### Activity:
Copy every line of the entries that includes the word "positive".

Top of Dataset content

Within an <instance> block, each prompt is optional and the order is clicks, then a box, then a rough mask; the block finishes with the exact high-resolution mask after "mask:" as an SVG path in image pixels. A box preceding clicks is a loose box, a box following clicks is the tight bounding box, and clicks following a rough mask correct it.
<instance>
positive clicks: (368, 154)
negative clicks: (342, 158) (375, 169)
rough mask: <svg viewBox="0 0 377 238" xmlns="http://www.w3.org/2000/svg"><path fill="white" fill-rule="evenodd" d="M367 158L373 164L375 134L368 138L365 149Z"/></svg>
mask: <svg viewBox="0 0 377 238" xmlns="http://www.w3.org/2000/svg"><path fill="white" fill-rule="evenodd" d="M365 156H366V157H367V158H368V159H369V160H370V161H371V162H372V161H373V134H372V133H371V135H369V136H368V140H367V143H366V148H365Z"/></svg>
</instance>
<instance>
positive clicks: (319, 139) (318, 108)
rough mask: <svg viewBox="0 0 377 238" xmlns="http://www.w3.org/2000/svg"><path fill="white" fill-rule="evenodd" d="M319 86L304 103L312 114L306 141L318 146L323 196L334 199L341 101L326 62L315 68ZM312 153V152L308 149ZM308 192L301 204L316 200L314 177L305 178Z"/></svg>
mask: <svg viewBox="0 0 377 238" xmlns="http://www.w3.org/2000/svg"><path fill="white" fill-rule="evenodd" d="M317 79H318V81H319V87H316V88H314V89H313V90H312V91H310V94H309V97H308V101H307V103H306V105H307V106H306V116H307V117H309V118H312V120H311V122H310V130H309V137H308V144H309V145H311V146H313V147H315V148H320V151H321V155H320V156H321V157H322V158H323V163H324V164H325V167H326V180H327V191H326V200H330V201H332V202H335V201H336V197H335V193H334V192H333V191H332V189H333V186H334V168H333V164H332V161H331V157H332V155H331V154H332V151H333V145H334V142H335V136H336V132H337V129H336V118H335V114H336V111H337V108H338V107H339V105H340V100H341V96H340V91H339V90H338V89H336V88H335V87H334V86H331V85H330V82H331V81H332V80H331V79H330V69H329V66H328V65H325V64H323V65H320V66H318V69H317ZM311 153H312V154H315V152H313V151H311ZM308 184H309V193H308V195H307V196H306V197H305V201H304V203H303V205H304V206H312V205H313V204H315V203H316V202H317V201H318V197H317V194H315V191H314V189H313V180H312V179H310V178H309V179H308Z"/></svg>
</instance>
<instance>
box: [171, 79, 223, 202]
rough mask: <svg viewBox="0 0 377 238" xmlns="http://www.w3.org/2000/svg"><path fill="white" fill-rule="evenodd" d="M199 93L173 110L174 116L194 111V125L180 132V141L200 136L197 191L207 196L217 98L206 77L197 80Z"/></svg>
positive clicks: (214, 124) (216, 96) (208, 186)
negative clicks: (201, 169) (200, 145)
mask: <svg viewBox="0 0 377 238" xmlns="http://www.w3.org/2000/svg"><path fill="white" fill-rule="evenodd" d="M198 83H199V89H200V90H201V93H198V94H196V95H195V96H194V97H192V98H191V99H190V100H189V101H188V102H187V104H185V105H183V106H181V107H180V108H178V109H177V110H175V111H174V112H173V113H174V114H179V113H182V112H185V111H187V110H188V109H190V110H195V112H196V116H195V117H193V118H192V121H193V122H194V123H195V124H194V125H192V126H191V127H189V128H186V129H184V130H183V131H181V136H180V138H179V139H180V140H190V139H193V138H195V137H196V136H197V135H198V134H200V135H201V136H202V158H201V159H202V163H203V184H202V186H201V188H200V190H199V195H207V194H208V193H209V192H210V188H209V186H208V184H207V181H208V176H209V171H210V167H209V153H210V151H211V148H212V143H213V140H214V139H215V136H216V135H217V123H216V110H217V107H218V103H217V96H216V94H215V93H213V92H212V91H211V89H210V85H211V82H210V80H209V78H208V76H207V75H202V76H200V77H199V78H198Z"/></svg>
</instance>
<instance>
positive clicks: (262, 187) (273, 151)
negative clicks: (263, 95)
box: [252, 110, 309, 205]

Bottom of Dataset content

### Your solution:
positive clicks: (368, 154)
positive clicks: (319, 139) (318, 108)
positive clicks: (214, 124) (216, 96) (208, 186)
positive clicks: (262, 187) (273, 151)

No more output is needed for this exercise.